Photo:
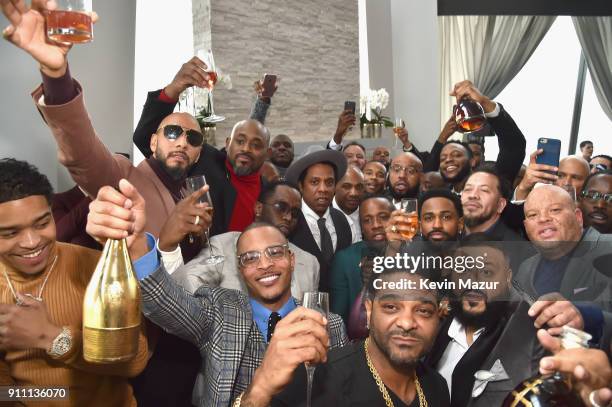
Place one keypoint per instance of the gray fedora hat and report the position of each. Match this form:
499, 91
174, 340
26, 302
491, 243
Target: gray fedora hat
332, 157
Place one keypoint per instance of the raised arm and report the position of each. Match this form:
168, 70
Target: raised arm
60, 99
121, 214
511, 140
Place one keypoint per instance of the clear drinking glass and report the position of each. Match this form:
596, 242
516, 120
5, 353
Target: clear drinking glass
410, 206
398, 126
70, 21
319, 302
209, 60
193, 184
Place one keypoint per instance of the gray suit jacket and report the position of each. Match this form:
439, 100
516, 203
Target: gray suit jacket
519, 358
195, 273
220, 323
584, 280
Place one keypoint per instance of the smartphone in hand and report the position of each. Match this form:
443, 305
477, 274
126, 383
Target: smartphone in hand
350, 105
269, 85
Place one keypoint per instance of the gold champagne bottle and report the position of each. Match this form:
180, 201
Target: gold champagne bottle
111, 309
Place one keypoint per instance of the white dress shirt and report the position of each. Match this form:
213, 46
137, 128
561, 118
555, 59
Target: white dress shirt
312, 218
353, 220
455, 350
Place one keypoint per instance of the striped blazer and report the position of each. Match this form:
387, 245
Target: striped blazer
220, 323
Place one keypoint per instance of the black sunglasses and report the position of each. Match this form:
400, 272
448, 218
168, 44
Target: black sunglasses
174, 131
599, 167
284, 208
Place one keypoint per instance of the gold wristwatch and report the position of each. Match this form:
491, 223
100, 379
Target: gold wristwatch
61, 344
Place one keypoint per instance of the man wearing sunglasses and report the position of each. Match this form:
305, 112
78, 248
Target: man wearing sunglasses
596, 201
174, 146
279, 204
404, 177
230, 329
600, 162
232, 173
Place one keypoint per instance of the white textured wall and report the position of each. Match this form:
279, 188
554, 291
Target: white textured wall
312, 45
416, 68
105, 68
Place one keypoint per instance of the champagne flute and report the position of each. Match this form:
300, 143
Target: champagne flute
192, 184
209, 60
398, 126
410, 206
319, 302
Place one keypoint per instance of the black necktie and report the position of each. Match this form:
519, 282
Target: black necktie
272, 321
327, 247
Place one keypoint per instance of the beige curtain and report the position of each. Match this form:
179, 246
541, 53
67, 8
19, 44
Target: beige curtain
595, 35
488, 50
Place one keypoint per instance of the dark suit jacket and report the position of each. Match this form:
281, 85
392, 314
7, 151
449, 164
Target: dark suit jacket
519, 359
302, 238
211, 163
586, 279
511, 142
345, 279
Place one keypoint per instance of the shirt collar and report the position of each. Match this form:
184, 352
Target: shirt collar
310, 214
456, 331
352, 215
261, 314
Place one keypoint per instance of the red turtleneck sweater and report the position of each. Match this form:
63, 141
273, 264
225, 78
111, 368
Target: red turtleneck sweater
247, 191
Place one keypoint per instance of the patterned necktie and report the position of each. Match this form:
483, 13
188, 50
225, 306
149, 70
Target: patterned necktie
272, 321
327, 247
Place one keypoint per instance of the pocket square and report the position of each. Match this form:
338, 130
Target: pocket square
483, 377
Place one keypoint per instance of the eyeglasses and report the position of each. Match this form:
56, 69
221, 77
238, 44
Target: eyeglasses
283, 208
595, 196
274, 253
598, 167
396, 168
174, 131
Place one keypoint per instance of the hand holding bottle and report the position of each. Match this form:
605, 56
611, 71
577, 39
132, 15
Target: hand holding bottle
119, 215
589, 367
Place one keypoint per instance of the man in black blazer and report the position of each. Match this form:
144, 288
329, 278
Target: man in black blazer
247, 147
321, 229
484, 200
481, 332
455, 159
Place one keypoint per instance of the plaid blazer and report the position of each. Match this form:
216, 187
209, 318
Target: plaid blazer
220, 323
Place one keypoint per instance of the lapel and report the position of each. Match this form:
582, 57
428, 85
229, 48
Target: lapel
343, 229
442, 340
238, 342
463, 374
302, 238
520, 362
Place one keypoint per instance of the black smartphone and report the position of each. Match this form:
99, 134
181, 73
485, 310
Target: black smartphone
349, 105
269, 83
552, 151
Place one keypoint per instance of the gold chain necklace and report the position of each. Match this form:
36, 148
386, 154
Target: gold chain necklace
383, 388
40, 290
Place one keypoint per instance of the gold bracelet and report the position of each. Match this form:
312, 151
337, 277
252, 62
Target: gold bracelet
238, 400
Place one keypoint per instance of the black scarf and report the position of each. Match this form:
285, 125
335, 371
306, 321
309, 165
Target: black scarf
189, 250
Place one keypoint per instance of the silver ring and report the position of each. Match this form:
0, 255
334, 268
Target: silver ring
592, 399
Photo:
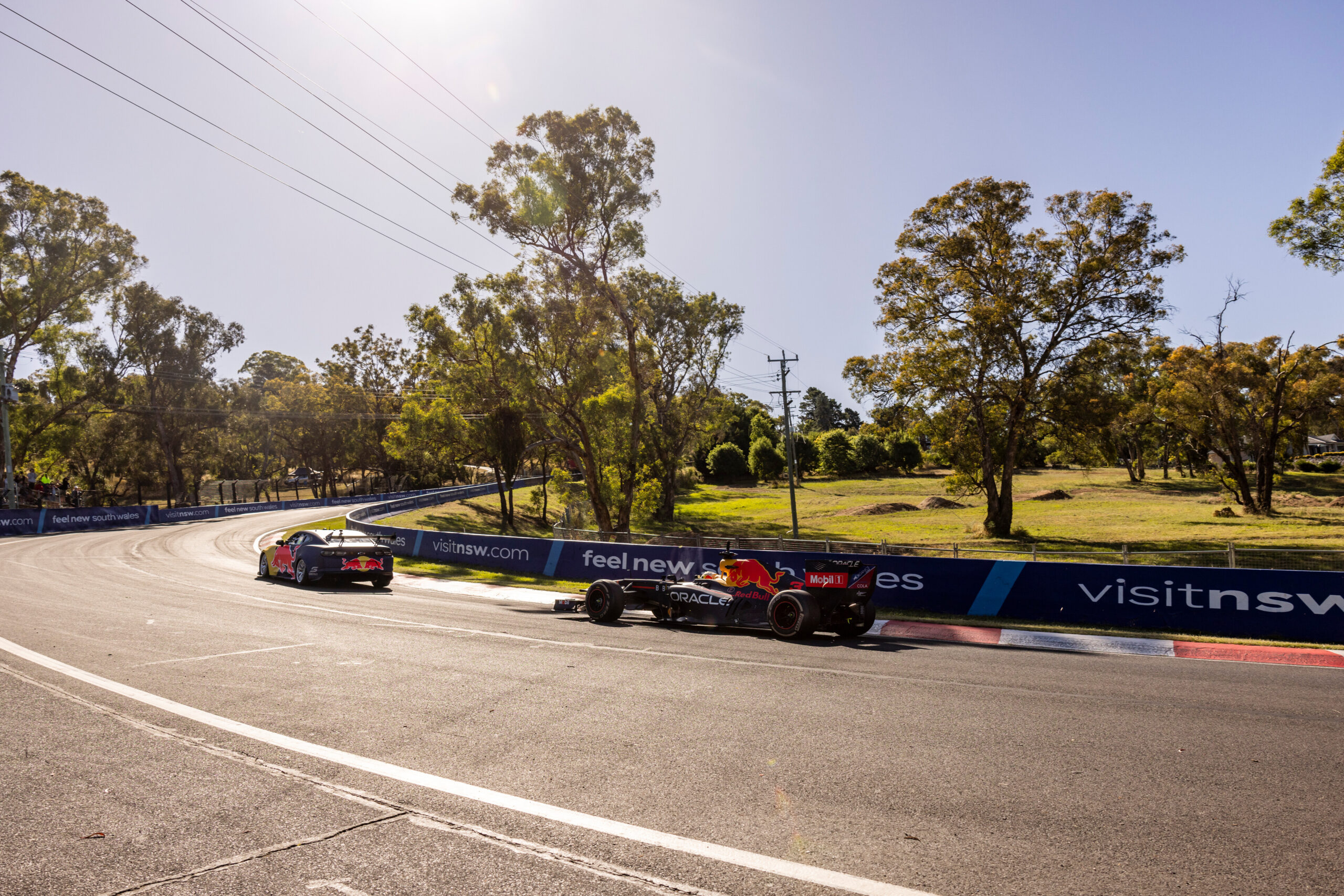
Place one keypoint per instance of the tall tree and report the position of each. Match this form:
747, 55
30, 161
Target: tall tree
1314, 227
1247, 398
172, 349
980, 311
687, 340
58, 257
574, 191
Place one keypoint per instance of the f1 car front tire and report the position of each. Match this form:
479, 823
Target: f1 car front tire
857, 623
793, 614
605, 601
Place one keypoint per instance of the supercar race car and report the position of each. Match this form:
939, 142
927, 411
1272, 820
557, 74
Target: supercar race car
=======
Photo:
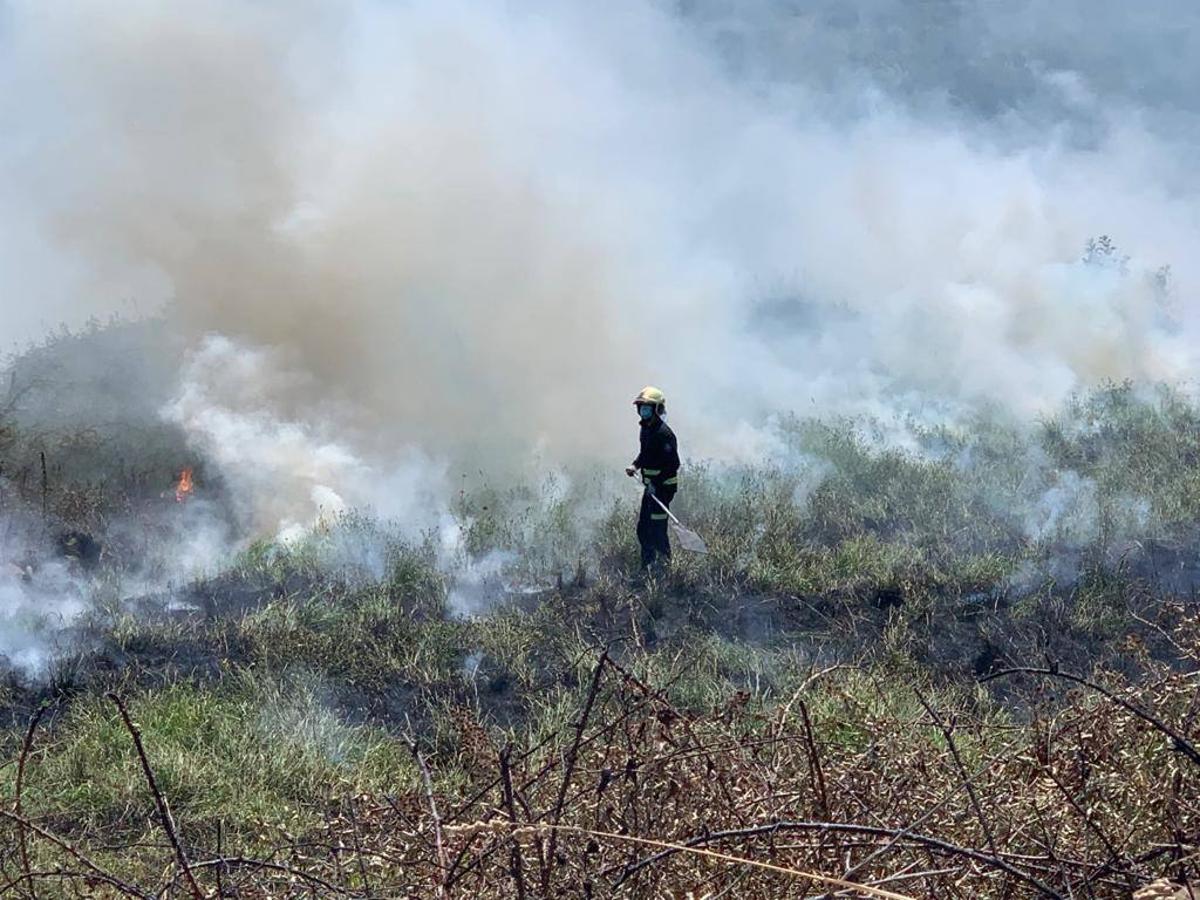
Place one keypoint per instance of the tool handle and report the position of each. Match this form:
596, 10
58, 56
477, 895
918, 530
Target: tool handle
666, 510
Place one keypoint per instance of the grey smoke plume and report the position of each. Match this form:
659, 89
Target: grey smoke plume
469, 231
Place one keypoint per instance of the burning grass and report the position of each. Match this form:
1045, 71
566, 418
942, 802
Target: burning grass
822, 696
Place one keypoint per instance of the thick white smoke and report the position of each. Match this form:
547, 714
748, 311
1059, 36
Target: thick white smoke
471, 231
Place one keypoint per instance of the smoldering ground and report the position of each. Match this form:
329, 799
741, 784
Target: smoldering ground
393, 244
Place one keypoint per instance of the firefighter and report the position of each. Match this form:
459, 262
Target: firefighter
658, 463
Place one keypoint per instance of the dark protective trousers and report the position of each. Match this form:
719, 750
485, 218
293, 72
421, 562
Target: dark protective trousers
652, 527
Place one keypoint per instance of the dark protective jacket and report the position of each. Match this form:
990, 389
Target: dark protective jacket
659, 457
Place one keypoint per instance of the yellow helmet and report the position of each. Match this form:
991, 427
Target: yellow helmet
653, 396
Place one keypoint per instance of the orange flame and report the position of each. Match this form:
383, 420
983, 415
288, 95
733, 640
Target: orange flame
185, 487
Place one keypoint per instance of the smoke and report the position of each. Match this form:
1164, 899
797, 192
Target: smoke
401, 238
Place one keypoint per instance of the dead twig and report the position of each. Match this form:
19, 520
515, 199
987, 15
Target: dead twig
=======
- [What is asked]
Filter the listing above down to the lines that contain the string "helmet", treating uppercase and lowercase as different.

- [Problem solution]
Place one keypoint per instance of the yellow helmet and report the position of each. Match this form:
Target: yellow helmet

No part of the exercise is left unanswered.